DESCRIPTION OF THE TASK:
Output each record below exactly, leaving any picture out of the copy.

THE INPUT:

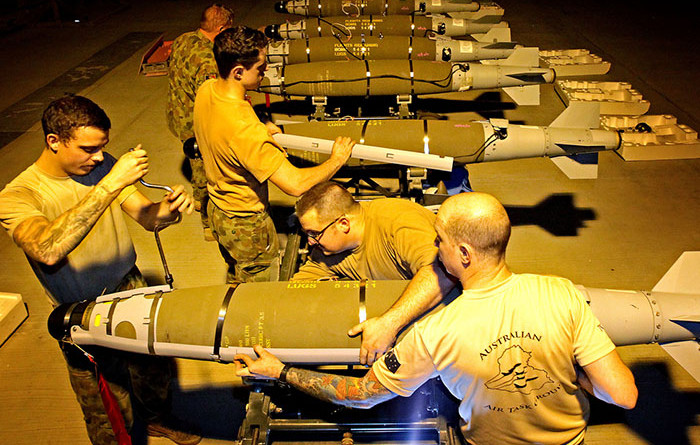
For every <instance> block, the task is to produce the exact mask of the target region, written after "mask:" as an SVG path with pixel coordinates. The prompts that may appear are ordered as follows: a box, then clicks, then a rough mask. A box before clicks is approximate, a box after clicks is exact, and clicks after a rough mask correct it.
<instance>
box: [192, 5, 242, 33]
mask: <svg viewBox="0 0 700 445" xmlns="http://www.w3.org/2000/svg"><path fill="white" fill-rule="evenodd" d="M233 17H234V14H233V10H232V9H231V8H229V7H227V6H224V5H222V4H221V3H213V4H211V5H209V6H207V8H206V9H205V10H204V11H202V18H201V19H200V20H199V27H200V28H202V29H203V30H205V31H207V32H215V31H218V29H219V27H221V26H223V27H224V28H230V27H231V26H233Z"/></svg>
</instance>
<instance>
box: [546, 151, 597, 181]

YOUR RESPONSE:
For every <instance> block, the task is to produce the exact mask of the target region, written after "mask:" as an SVG path with pixel coordinates. The prompts that may appear are ordered as follows: a box, then clicks, then a rough mask. A box before clicks is approximate, a box after clicks is exact, and clicks after a rough mask correct it.
<instance>
box: [192, 5, 242, 33]
mask: <svg viewBox="0 0 700 445" xmlns="http://www.w3.org/2000/svg"><path fill="white" fill-rule="evenodd" d="M233 17H234V14H233V10H232V9H231V8H229V7H227V6H224V5H222V4H221V3H213V4H211V5H209V6H207V8H206V9H205V10H204V11H202V18H201V19H200V20H199V27H200V28H202V29H203V30H205V31H207V32H215V31H218V29H219V27H221V26H223V27H224V28H230V27H231V26H233Z"/></svg>
</instance>
<instance>
box: [546, 151, 597, 181]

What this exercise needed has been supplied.